TEXT EXCERPT |
>>>>

A bite of sushi remains between her chopsticks.

They will get that photo. One on each side of her, obsessed sentries.

Allow me a desperate moment here, please…

I’ve somehow fallen for a librarian.

Marian.

Well, it could be her name. There’s a small chance. And an even tinier chance that she’s thought of me.

$2.20 for a few late DVDs and a book. This happens constantly; I’m just doing my part to support the Peoria Public Library system. She wouldn’t take my money, but she did laugh at my desperate questioning and pointed me to a machine that wouldn’t smile back. I paid $5 and the hunk of steel called it even.

She’s a regular, this girl. I’m usually jamming on a keyboard, scowling. Her? An expert at shelving. A Dewey Decimal damsel.

There are days that this is all that keeps you going: straight dark hair midway down the back, a multicolor horizontally-striped shirt, brown cords, shoes and socks.

Hi, Marian.

Cinema coincidence?

I went and saw “Tinker Tailor Soldier Spy” over the weekend and wasn’t disappointed. Purposeful camera work showcasing the gaunt, shadowed faces of the spy world, top-notch acting chops by Gary Oldman et all, and a haunting musical score. Alas, it was more confusing than it should have been – as Roger Ebert explains in his review.

But something stood out in the end and made me uncomfortable (and it wasn’t the crappy seats.) In the orchestral piece playing over the ending credits, a leitmotif centers around strings marching angrily in arpeggios. Sound familiar? Maybe this will help:


Dario Marianelli – “Briony” (click for HQ)

Marianelli won an Oscar for this soundtrack to 2007’s “Atonement.” Melding the sound of clacking typewriters with astounding piano work, it certainly deserved every last accolade.

Now, back to “Tinker Tailor”:


Alberto Iglesias – “Esterhase” (click for HQ)

Any questions?

Call and response

This is the very definition of a desperate email:

To my New York friends-

This is a long shot, but do any of you possess an unclaimed Columbia rain jacket? I may have left it behind during my visit. It has no name, but is gray in color and sports a hood.

In an event soon be known as the “Monday Miracle,” I received this reply from Eric just one minute later:

I HAVE IT!!!!!!!!!!!!!!!!!!!!!!!!!!!!!!!!!!!!!!!!!!!!!!!!!!!!

I THOUGHT IT WAS A GIRL’S JACKET SO I WROTE ALL THE GIRLS WHO HAVE BEEN TO MY APARTMENT!!!!!!!!!!!!!!!!!

TOO FUNNY!!!!!!!!!!!!!!!

ALL CAPS!!!!!!!!!!!!!!!!!!!!!!!!

I’ve learned a lesson here somewhere.

2011 -> 2012

Dear readers, I type this with blood flowing freely onto my white keyboard. 2012 has killed, the prime suspect of introducing my right index finger to a can of BPA-free black beans. I think we can agree that this has consequences far beyond the application of Neosporin.

<<<<

SET EXERCISE A |
Who composed the Oscar-winning soundtrack to 2007's "Atonement," according to the text excerpt?

DATASET ROWS |

>>>>

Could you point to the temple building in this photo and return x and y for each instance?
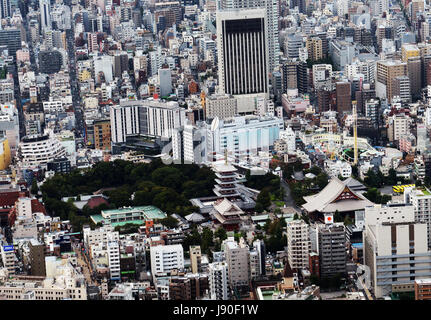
(226, 178)
(226, 214)
(341, 196)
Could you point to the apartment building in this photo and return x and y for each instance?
(298, 244)
(195, 258)
(421, 201)
(238, 261)
(99, 235)
(314, 48)
(387, 71)
(164, 259)
(395, 248)
(219, 281)
(220, 105)
(114, 259)
(332, 249)
(38, 150)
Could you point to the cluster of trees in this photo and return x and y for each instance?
(275, 240)
(307, 187)
(327, 60)
(208, 241)
(268, 184)
(331, 283)
(127, 228)
(166, 187)
(374, 195)
(378, 180)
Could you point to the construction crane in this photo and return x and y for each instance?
(355, 133)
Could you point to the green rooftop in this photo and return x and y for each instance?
(135, 215)
(120, 224)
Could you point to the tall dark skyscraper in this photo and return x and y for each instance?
(12, 39)
(5, 10)
(242, 51)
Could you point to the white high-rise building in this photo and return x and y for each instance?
(298, 244)
(5, 9)
(45, 14)
(114, 259)
(165, 82)
(124, 120)
(238, 261)
(164, 259)
(103, 66)
(8, 258)
(38, 150)
(421, 201)
(342, 7)
(289, 136)
(160, 118)
(218, 280)
(395, 248)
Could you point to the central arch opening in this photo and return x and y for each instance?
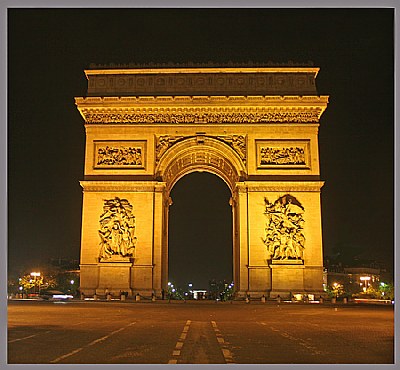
(200, 246)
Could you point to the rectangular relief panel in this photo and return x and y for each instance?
(119, 154)
(282, 154)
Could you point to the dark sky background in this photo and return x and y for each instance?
(48, 50)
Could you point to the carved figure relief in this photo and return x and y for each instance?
(294, 116)
(163, 143)
(119, 156)
(117, 229)
(236, 142)
(282, 156)
(284, 237)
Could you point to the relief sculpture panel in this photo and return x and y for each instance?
(284, 237)
(236, 142)
(119, 155)
(280, 154)
(117, 229)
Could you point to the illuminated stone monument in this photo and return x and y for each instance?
(254, 127)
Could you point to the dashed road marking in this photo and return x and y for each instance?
(29, 336)
(179, 344)
(58, 359)
(223, 344)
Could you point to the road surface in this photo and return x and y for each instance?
(116, 332)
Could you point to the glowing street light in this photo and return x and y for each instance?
(36, 275)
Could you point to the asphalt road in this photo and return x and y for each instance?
(198, 333)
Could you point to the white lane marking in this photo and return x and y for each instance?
(90, 344)
(179, 344)
(223, 344)
(29, 336)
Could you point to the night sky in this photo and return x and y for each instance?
(48, 50)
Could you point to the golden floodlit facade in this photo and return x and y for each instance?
(254, 127)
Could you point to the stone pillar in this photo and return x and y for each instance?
(242, 254)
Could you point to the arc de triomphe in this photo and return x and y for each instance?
(256, 128)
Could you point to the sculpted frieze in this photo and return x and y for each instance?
(119, 154)
(117, 229)
(282, 156)
(284, 237)
(279, 116)
(236, 142)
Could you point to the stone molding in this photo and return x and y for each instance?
(202, 109)
(122, 186)
(200, 153)
(223, 81)
(237, 142)
(279, 186)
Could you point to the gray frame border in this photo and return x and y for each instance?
(5, 4)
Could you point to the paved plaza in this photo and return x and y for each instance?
(99, 332)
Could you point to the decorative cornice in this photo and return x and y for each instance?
(200, 110)
(119, 186)
(120, 70)
(209, 64)
(280, 186)
(175, 101)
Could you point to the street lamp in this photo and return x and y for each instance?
(35, 275)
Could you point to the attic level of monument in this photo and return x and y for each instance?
(202, 81)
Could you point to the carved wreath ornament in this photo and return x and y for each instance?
(284, 236)
(117, 229)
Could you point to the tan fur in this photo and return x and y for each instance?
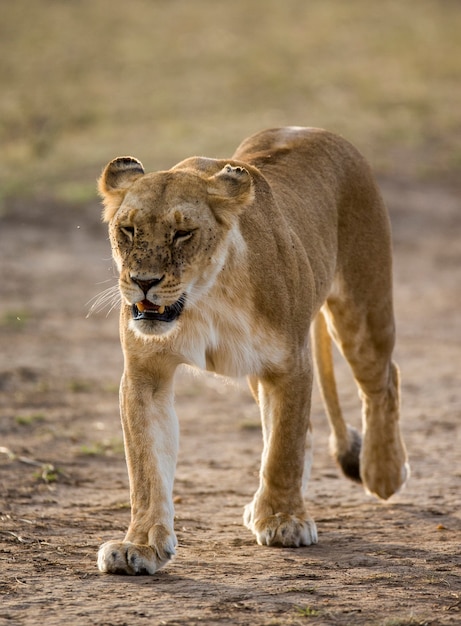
(252, 250)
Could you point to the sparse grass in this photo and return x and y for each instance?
(80, 386)
(14, 319)
(110, 82)
(48, 473)
(102, 448)
(406, 621)
(31, 419)
(307, 611)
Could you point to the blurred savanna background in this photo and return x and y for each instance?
(84, 81)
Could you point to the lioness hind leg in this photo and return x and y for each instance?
(365, 335)
(277, 515)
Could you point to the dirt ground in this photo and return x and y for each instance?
(63, 482)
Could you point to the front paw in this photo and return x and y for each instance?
(281, 529)
(384, 469)
(125, 557)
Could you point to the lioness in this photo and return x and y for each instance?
(226, 265)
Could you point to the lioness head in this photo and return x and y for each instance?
(169, 233)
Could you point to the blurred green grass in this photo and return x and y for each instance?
(85, 81)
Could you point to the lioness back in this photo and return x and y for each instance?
(237, 266)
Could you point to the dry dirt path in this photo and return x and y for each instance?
(63, 484)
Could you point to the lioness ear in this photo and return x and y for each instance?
(116, 178)
(229, 191)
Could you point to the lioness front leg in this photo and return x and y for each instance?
(151, 440)
(277, 514)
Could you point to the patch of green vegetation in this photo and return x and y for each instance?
(395, 93)
(249, 424)
(79, 386)
(31, 419)
(14, 319)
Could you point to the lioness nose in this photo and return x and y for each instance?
(146, 284)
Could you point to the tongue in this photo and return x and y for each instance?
(145, 305)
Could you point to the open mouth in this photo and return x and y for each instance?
(145, 310)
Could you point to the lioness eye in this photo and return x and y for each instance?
(182, 235)
(128, 231)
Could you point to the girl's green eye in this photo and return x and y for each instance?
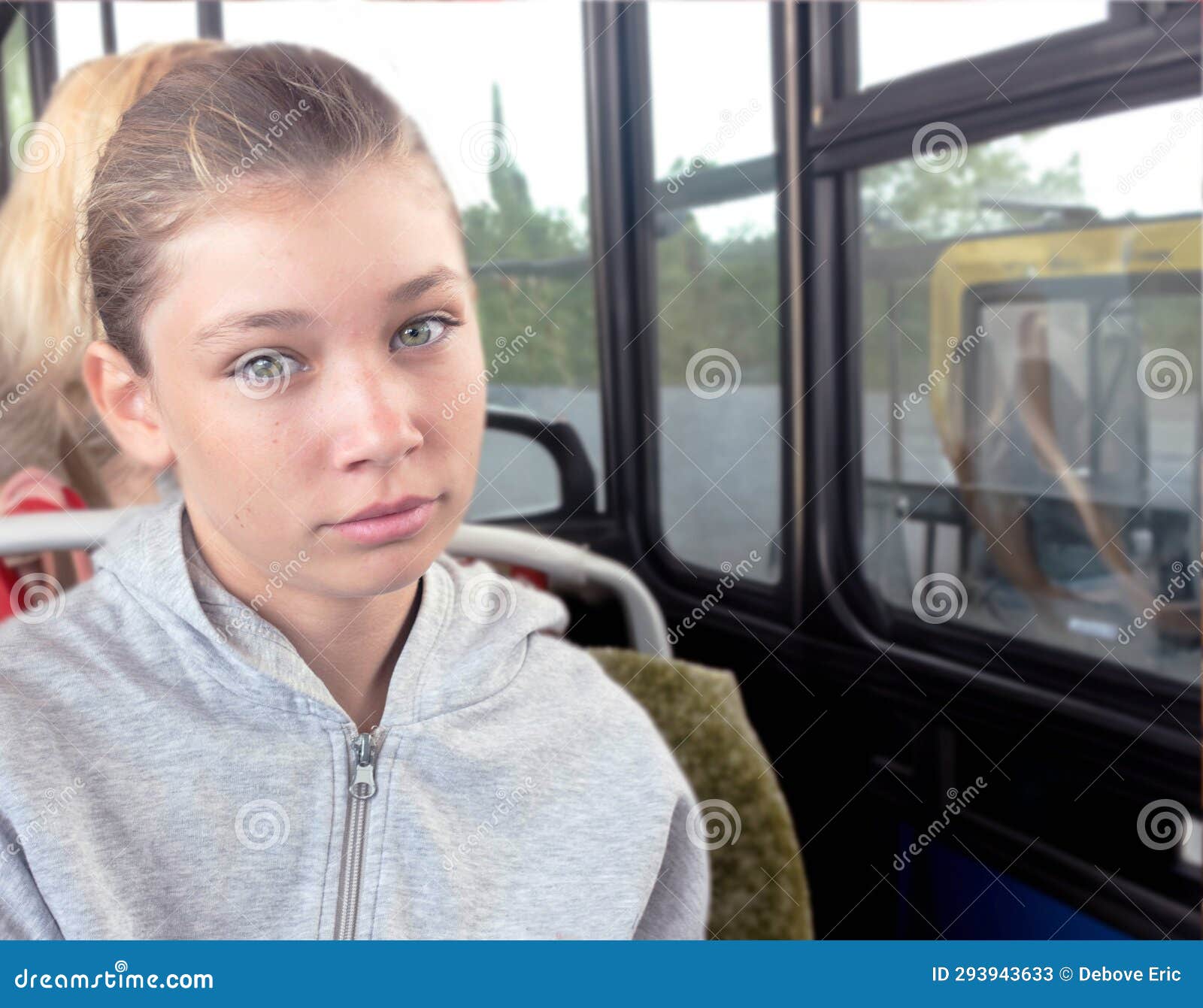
(423, 332)
(262, 373)
(265, 368)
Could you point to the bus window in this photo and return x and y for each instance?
(18, 96)
(511, 138)
(717, 326)
(152, 21)
(78, 36)
(1032, 385)
(946, 33)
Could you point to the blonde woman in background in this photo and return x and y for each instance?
(47, 422)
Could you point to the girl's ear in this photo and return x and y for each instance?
(126, 406)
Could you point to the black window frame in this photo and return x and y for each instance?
(625, 195)
(1100, 71)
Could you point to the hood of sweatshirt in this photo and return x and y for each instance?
(467, 641)
(171, 769)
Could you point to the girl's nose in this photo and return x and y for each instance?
(372, 418)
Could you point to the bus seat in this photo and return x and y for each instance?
(758, 881)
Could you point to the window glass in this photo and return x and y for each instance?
(140, 22)
(77, 34)
(1030, 319)
(717, 325)
(508, 130)
(18, 94)
(942, 33)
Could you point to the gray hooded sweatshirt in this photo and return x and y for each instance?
(170, 767)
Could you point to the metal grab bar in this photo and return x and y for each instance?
(565, 562)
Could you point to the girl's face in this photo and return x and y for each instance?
(314, 358)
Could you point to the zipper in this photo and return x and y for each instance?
(365, 747)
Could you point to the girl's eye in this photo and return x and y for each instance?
(423, 332)
(265, 368)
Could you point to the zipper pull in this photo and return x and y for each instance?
(365, 765)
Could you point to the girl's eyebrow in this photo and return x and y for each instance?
(438, 277)
(292, 319)
(241, 322)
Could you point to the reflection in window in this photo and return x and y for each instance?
(1032, 326)
(140, 22)
(942, 33)
(717, 324)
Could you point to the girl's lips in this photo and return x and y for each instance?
(388, 528)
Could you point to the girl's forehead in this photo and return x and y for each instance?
(342, 253)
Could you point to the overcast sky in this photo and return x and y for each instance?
(708, 59)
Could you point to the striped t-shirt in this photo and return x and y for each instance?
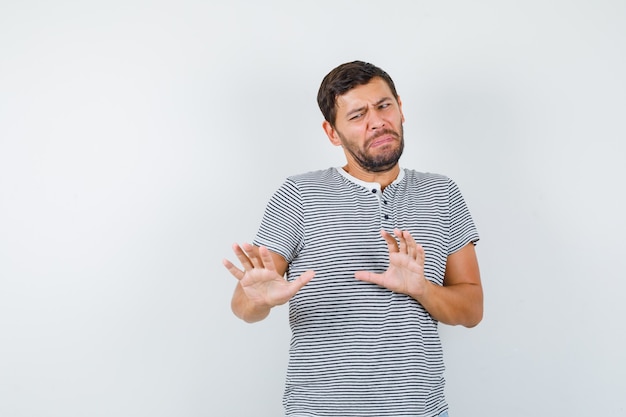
(358, 349)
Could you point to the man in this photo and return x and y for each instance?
(375, 256)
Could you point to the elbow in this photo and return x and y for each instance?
(474, 318)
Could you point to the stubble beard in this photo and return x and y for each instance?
(382, 162)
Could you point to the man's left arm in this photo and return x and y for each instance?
(460, 299)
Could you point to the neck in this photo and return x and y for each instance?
(384, 178)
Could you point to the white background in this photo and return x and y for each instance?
(140, 139)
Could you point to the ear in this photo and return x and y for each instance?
(331, 133)
(400, 107)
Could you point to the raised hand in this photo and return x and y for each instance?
(406, 266)
(262, 283)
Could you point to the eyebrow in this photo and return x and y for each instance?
(360, 109)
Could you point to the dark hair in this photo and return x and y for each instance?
(343, 79)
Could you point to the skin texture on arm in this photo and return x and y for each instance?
(262, 284)
(458, 301)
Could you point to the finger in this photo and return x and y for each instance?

<<<<

SET EXERCISE B |
Write out the records word for word, beginning at the line that contains "Could you point to the neck" and continuing through the end of the records.

FINISHED ANSWER A |
Dario Marianelli composed it.

FINISHED ANSWER B |
Could you point to the neck in this photo and return x and y for each instance?
(384, 178)
Could you point to the white background in this photo and return x and y for each instance?
(140, 139)
Could you point to the ear in this photo and return x and y for each instance?
(331, 133)
(400, 107)
Could you point to the raised hand in this photo and return x and y for each instance?
(406, 266)
(262, 283)
Could you point to the eyebrow in this photo and return x and y for each instance?
(360, 109)
Could you point to the dark hair in this photo and return x and y for each instance?
(343, 79)
Could you point to the skin texture on arm in this photo and return x and y for each instance?
(262, 284)
(458, 301)
Could you point to the finger in this photo and return x and y for each instance?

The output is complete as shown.